* _Exercise aim_
What is needed is every line of the data that includes the word "huge". Please copy each one.

* _Records_
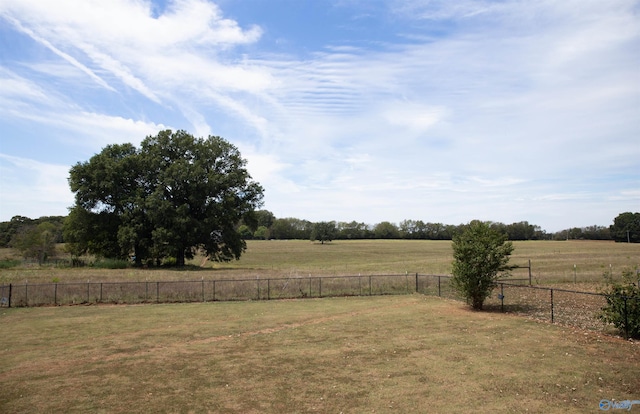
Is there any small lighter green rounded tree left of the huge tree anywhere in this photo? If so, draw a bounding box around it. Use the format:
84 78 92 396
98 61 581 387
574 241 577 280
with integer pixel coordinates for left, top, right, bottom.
11 222 56 264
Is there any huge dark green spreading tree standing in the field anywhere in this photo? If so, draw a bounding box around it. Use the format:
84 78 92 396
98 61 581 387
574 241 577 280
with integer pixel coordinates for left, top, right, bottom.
65 130 263 266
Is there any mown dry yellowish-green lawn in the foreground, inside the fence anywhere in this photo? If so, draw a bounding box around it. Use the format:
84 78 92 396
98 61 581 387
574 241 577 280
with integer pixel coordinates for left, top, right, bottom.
0 295 640 413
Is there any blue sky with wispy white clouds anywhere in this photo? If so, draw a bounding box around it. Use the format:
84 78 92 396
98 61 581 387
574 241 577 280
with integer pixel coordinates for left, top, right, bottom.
0 0 640 232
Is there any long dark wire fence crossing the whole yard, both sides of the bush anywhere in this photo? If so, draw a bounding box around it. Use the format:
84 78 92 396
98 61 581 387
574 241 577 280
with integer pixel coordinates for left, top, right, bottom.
0 274 640 334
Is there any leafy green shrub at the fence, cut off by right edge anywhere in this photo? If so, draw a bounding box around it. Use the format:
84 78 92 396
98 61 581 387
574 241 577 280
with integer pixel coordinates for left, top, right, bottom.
598 269 640 338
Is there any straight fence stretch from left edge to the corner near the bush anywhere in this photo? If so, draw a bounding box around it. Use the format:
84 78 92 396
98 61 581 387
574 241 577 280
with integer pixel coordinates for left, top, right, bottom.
0 274 430 307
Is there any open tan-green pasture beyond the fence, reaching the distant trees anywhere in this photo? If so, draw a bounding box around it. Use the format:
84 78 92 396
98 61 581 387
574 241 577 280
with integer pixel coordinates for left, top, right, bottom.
0 240 640 285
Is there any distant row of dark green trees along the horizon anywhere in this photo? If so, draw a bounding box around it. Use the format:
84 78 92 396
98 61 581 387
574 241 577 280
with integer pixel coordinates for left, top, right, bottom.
0 210 640 256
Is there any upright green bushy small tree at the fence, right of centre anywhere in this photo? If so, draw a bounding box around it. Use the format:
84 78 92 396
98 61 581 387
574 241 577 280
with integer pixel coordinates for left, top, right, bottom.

* _Written response_
Is there any small lighter green rounded tree left of the huge tree anywhere in this photo? If so, draw a bounding box around it. Use the format:
Is there any huge dark green spreading tree standing in the field anywhere in this photo? If so, draw a bounding box around it. Use the format:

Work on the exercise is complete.